**WORK TO BE COMPLETED:** Rewrite every line of the material below without the picture, raising each x and y coordinate in the answer points by 109. Change no other numbers.
#### DATA SECTION ####
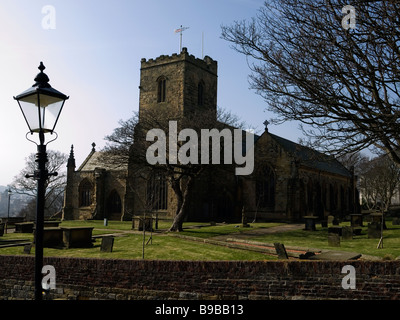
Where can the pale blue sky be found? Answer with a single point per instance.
(93, 55)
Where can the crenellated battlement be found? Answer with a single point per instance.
(206, 63)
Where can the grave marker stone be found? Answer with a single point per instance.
(333, 240)
(374, 230)
(347, 233)
(27, 248)
(396, 221)
(280, 250)
(107, 244)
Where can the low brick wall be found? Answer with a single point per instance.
(137, 279)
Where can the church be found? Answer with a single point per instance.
(289, 180)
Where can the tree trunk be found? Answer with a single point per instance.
(182, 203)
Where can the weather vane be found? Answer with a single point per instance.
(180, 30)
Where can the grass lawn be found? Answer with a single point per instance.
(128, 245)
(359, 244)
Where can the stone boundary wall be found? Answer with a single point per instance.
(78, 278)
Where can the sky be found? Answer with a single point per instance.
####
**EXERCISE OUTPUT:**
Where can the pale blue sky be found? Answer with a single point per instance.
(202, 164)
Where can the crenellated battlement be found? Answer with a single point per instance.
(315, 172)
Where can the grave marker stone be found? Answer with a single point per instance.
(442, 349)
(483, 339)
(456, 342)
(136, 357)
(505, 330)
(389, 359)
(216, 353)
Where can the low brick wall be found? Answer with a single point per instance.
(246, 388)
Where can the church be found? Answer with a single point per instance.
(398, 289)
Where can the tree trunk be found? Answer with a single point per instance.
(291, 312)
Where can the weather vane be found? Answer with a single point per instance.
(289, 139)
Where can the grass lawn be found? Answer with a single point per instance.
(237, 354)
(468, 353)
Where can the stone boundary wall be found? Answer with a single point per instance.
(187, 387)
Where can the sky be found? Answer with a single point per instance.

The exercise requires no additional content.